## Instructions to follow
The answer is the complete listing below, written out again exactly.

## Supplied records
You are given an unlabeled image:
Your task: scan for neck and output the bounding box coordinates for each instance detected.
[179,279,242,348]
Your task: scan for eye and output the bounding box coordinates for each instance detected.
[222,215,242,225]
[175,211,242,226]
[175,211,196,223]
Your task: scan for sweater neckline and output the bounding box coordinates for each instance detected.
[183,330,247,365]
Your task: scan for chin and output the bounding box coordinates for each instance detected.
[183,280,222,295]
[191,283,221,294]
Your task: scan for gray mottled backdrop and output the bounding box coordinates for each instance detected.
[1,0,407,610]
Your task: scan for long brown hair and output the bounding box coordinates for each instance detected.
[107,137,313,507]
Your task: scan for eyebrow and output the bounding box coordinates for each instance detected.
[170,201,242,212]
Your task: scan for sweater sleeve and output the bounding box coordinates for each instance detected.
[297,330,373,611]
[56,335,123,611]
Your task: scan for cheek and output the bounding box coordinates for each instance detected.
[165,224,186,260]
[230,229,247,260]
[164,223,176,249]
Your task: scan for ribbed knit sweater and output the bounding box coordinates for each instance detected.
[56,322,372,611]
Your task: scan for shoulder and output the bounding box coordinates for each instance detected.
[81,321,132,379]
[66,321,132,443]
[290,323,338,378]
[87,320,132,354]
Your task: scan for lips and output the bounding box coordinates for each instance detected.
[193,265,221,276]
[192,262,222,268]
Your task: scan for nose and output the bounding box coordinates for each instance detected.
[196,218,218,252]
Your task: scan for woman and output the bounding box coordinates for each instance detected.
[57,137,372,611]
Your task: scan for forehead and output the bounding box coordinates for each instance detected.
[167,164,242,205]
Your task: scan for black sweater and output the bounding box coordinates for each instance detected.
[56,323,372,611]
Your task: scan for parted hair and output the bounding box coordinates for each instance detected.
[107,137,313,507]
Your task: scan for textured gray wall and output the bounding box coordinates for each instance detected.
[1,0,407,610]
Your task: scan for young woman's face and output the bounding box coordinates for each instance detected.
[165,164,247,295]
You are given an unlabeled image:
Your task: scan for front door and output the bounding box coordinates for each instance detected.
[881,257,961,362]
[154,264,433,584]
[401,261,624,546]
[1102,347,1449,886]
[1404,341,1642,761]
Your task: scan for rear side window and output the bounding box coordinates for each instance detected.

## Exercise output
You are given an unlabeled image:
Your task: scan for neck and output the bounding box coordinates for each instance detected.
[179,279,242,348]
Your task: scan for eye and output the bounding box coordinates for each instance detected.
[222,215,242,225]
[175,211,242,226]
[175,211,196,223]
Your task: scan for sweater neckline and output the bounding box coordinates for each instance detected.
[183,330,247,365]
Your task: scan for chin and output the bounding box coordinates for each instance detected.
[183,280,222,295]
[191,283,221,294]
Your task: scan for gray mottled backdrop and output the bounding box coordinates for each instance detected.
[1,0,407,610]
Your task: scan for long brown hair and output the bounding box coordinates for each instance detected.
[107,137,313,507]
Your task: scan for eyebrow and output the bounding box coordinates for each instance detected.
[170,201,242,212]
Your task: scan for sweater sleeve and output the bounding box coordinates for each instance detected.
[297,330,373,611]
[56,335,123,611]
Your task: scan for cheek and output the bounding box coordinates for each instance detected.
[165,224,186,260]
[230,229,247,260]
[164,223,176,249]
Your task: scan for ribbed knit sweater and output the bounding box coordinates for each instance detected.
[56,322,372,611]
Your task: scan for shoulder and output the bounding box coordinates for each instance detected.
[81,321,132,379]
[66,321,132,443]
[290,323,338,378]
[87,320,132,354]
Your task: scan for lips and output the bounding box coordinates for each instance detected.
[193,265,221,276]
[192,262,222,268]
Your task: scan for nose and output the bounding box coordinates for each instance detected.
[196,218,218,252]
Your task: scan for woman and output the bounding box coordinates for each instance detected.
[57,137,372,611]
Your task: scan for forehead and output the bounding box coordinates for each instance detected.
[167,164,242,205]
Your task: scan for black sweater and output the bounding box coordinates for each instance detected.
[56,323,372,611]
Your task: scan for parted hair and output the bounding box coordinates for each instance detected.
[107,137,313,507]
Your task: scan for textured gray wall and output the bounding box coordinates for each instance detected.
[1,0,407,610]
Your task: scan for young woman's face and output the bounding box coordinates for each instance detected.
[165,164,247,295]
You are given an unlabeled image:
Your task: scan for front door and output the bounding box coordinates for each instance detected.
[881,257,961,362]
[154,264,433,584]
[401,261,624,546]
[1102,347,1449,886]
[1404,341,1642,761]
Your task: scan for rear side window and output the bounding box coordinates for each instance detected.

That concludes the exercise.